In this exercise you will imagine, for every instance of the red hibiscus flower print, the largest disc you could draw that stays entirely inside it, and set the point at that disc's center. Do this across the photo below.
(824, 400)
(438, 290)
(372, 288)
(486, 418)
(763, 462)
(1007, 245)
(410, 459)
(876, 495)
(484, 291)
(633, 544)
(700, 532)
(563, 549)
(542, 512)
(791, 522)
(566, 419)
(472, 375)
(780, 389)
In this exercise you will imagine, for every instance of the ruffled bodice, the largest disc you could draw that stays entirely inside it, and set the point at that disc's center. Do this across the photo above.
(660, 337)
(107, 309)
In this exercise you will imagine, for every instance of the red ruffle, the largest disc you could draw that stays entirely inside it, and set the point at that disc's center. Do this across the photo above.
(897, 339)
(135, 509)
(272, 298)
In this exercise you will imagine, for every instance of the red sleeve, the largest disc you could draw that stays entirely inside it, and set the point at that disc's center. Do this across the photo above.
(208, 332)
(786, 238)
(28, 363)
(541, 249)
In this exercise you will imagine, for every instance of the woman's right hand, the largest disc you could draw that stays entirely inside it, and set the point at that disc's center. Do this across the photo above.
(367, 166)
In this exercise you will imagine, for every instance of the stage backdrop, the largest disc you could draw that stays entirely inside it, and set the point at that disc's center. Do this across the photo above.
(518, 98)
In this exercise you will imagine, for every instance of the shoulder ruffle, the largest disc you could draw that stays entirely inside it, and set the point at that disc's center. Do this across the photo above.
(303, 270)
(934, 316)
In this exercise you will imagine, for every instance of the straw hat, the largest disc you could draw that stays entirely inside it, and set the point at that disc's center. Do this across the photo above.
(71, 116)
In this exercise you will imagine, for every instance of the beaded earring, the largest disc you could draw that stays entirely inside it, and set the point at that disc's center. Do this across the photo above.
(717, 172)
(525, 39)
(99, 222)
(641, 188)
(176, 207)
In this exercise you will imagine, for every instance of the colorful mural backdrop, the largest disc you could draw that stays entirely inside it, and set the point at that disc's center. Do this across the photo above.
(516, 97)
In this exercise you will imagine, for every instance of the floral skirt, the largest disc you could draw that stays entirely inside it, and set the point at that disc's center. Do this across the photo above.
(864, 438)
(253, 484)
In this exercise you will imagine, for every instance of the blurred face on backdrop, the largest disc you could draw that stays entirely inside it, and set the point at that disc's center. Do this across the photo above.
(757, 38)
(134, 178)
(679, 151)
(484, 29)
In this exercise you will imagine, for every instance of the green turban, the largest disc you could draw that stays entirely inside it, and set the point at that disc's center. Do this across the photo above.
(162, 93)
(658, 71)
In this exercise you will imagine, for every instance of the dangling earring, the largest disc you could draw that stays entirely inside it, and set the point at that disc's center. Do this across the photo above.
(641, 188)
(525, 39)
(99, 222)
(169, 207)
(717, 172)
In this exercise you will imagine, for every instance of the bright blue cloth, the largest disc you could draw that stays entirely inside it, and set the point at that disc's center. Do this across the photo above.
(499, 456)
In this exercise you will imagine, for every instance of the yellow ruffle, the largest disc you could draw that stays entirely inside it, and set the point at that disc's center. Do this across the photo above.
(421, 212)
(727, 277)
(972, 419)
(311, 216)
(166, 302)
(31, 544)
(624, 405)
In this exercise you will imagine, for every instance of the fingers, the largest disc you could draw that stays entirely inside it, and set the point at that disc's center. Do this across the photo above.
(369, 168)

→ **Task item**
Please print exactly the lines of the entries above, beginning with the line that contains "of the yellow" and ending with the last line.

→ **Answer for this exercise**
In this exercise you will imagine, for every instance of the yellow ruffle, the largest disc you could draw that stays entirely inside it, and set the point at that disc's center. Do this across the photo above.
(421, 212)
(727, 277)
(972, 419)
(311, 216)
(166, 302)
(31, 544)
(624, 405)
In this exercise you will imagine, for every instance of the fingers, the largest disc you could draw that stays entirely inside it, and set the point at that disc's center. Do this across the photo above.
(369, 168)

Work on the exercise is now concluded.